*** Opening Entries provided ***
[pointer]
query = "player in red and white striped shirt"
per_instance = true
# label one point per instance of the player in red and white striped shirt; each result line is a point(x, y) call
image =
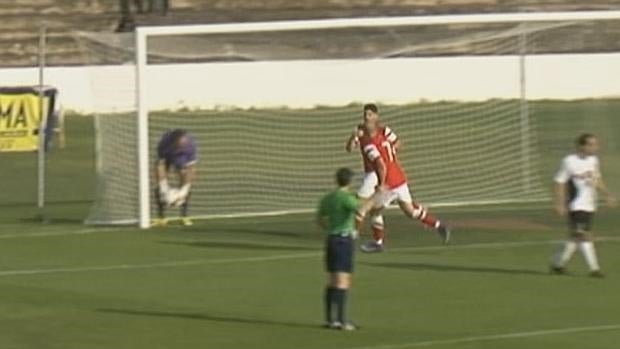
point(379, 146)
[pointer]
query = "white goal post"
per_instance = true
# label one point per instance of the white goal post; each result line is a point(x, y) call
point(144, 33)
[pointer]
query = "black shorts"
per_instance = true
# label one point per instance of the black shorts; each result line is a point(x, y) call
point(580, 221)
point(339, 254)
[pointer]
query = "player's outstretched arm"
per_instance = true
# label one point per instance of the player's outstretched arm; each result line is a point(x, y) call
point(354, 140)
point(602, 187)
point(560, 198)
point(161, 177)
point(188, 174)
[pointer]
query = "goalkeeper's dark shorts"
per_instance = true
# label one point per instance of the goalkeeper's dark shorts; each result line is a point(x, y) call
point(339, 254)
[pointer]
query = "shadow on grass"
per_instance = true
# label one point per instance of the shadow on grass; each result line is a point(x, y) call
point(269, 232)
point(457, 268)
point(51, 220)
point(243, 245)
point(206, 317)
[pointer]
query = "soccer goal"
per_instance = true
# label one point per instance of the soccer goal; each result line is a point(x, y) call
point(271, 105)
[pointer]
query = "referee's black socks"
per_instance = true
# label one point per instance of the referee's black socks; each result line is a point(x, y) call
point(335, 297)
point(329, 302)
point(340, 298)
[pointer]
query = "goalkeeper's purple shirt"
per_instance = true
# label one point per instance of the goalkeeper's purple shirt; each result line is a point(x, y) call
point(180, 157)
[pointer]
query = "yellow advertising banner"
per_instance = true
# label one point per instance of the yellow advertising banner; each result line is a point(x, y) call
point(20, 117)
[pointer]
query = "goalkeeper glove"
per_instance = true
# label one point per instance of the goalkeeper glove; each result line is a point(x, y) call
point(184, 191)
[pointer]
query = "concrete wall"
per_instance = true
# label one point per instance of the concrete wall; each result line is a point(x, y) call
point(309, 83)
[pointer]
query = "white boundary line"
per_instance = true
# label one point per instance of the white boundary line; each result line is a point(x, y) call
point(512, 335)
point(61, 233)
point(181, 263)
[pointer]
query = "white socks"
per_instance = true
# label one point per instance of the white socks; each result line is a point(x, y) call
point(585, 247)
point(589, 253)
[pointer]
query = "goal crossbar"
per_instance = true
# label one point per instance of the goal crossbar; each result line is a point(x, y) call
point(143, 32)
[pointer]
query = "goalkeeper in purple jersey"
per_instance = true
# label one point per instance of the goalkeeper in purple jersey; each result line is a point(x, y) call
point(176, 152)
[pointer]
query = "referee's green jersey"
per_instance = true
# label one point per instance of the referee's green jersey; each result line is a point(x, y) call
point(339, 207)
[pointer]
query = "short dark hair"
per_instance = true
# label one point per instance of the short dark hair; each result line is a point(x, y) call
point(372, 107)
point(583, 139)
point(344, 176)
point(176, 134)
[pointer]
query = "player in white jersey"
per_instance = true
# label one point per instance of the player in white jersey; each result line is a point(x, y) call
point(576, 186)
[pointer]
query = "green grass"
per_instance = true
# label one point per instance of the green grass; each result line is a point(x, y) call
point(257, 282)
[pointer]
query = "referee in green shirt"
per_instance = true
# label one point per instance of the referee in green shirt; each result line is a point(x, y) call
point(336, 215)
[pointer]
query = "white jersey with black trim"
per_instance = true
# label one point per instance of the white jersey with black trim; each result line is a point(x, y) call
*** Closing Entries provided ***
(Exercise) Please copy the lines above exactly as written, apart from any pictures.

(Result of the task)
[pointer]
query = "player in red and white striped shirt"
per_instance = true
# label one point per instance of the player in red and white striped shirt; each result line is a point(x, y) call
image =
point(379, 146)
[pointer]
query = "white goal post"
per_instance = true
# label one point per instance of the white goal post; each result line is a point(x, y) call
point(144, 33)
[pointer]
query = "black shorts"
per_instance = true
# label one point per instance of the black shorts; each result line is a point(x, y) call
point(580, 221)
point(339, 254)
[pointer]
query = "player's outstretched arm"
per_instance = true
# label one point per instance of the player's outstretched arm; each result line is a point(x, y) call
point(354, 140)
point(602, 187)
point(560, 198)
point(161, 177)
point(188, 174)
[pointer]
query = "goalkeeper's dark shorts"
per_instance = true
# label one point per instance of the goalkeeper's dark shorts; each result line is a point(x, y) call
point(339, 254)
[pointer]
query = "shadow on grass"
per_instance = true
# label one point per instance of the shadow on grass; each result line is a point(x, y) call
point(269, 232)
point(457, 268)
point(51, 220)
point(243, 245)
point(206, 317)
[pointer]
query = "soccer goal"
per_instance = true
# label one point per instance of the soccer goal; each result line is a point(x, y) call
point(271, 105)
[pointer]
query = "referee's black socks"
per_instance = true
# label one point per instance of the referee's black socks; each result line is a point(x, y) call
point(335, 297)
point(329, 302)
point(340, 298)
[pointer]
query = "goalkeeper's purple shirt"
per_instance = true
# label one point per instance of the goalkeeper's purple shirt; each result line is a point(x, y) call
point(180, 157)
[pointer]
query = "yellow advertising banner"
per_instance = true
# label one point per instance of the yellow advertising banner; each result line is a point(x, y) call
point(20, 117)
[pointer]
query = "goalkeeper glove"
per_instance = true
# label one point per instance of the goalkeeper glove; each result line is a point(x, y) call
point(184, 191)
[pointer]
query = "concrete wall"
per_instance = true
# label one point per instance of the concrete wall; each result line is a point(x, y) call
point(309, 83)
[pointer]
query = "white boundary line"
per_instance = true
# label one point per instance of the white boundary line; each result line is a point(x, y) call
point(512, 335)
point(61, 233)
point(181, 263)
[pointer]
query = "white socks"
per_instance = true
# label one point per instance of the white socks; each result line is a point(x, y) call
point(585, 247)
point(589, 253)
[pointer]
query = "goal crossbar"
per_instance = true
# label one point per instance of the goal crossbar; each result line is a point(x, y) call
point(143, 32)
[pointer]
query = "goalkeeper in purple jersey"
per_instance = true
# label one point per instance of the goalkeeper in purple jersey; each result line is a point(x, y) call
point(176, 152)
[pointer]
query = "referee's green jersey"
per_instance = true
# label one point per instance of the referee's green jersey; each result line is a point(x, y) call
point(339, 207)
[pointer]
query = "short dark hair"
per_instance = true
# label one point per instance of the short dark hair; each result line is a point(x, y) call
point(372, 107)
point(583, 139)
point(344, 176)
point(176, 134)
[pointer]
query = "player in white jersey"
per_instance = true
# label one point per instance of the player in white jersey; each result line is a point(x, y) call
point(576, 186)
[pointer]
query = "green grass"
per_instance = true
# label one point per instance of the green grass; each result line is a point(x, y) call
point(257, 282)
[pointer]
query = "referee in green shirt"
per_instance = true
# label one point per instance of the referee in green shirt; each result line is a point(x, y) call
point(336, 215)
[pointer]
query = "white jersey with black trim"
per_instance = true
# label one point per instance of the white jersey with black trim; each result line is a point(x, y) call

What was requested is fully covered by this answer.